§ SHORT TASK
Rewrite the lines starting with the one that contains "In this photo, each instance of the blue" and continuing through the end of the records, replacing "marker" with "point" and leaving everything else unchanged. Do not include the pictures in your answer.

§ LISTED RECORDS
────────

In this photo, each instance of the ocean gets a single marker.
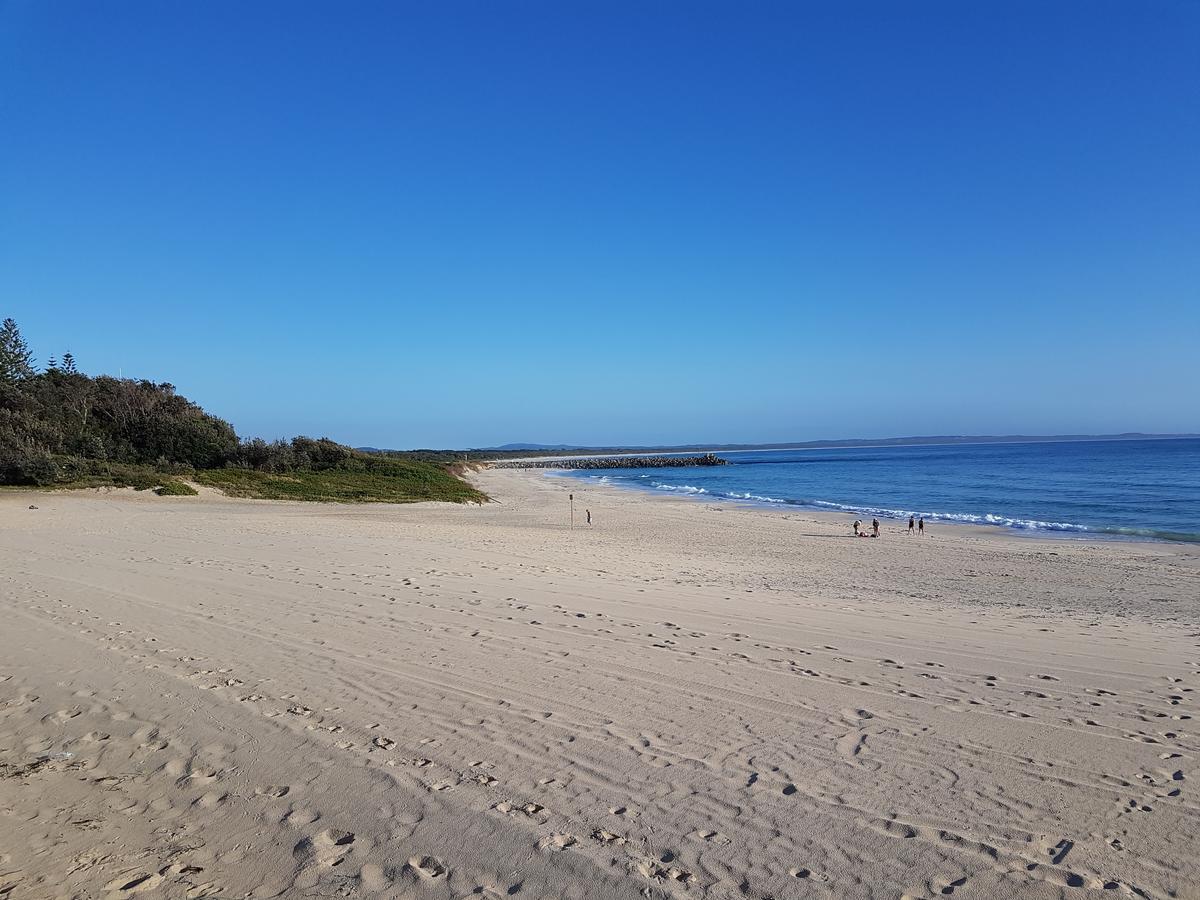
(1131, 489)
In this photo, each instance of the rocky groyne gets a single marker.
(612, 462)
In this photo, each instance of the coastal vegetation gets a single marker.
(60, 427)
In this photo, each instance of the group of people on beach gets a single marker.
(916, 526)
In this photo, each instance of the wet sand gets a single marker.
(202, 697)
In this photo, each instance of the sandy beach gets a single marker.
(215, 697)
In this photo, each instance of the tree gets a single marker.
(16, 358)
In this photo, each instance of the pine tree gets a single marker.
(16, 358)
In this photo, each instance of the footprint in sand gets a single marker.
(328, 849)
(558, 841)
(427, 867)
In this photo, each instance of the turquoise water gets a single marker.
(1137, 489)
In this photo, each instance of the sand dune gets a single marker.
(207, 697)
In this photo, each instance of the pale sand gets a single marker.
(213, 697)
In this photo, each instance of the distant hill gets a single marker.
(915, 441)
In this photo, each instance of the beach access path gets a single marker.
(204, 696)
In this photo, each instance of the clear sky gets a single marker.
(467, 223)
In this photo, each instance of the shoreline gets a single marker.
(215, 696)
(1074, 533)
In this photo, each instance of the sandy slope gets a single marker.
(207, 697)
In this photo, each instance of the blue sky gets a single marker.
(466, 223)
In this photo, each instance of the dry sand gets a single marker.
(204, 697)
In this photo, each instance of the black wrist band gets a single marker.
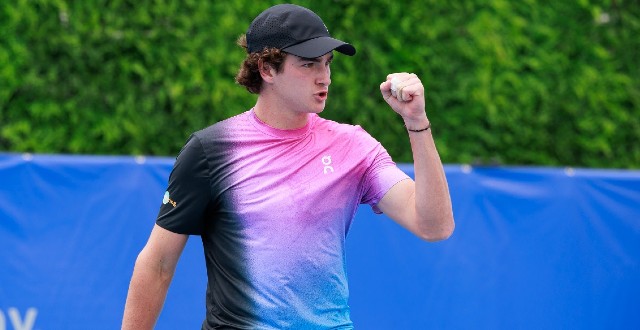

────────

§ RESULT OF THIS EXERCISE
In this photo, each instance of the blue sky gets a single point.
(466, 223)
In this photo, each instance of the dry sand gets a single point.
(204, 697)
In this photo, each instance of the black wrist band gets a single point.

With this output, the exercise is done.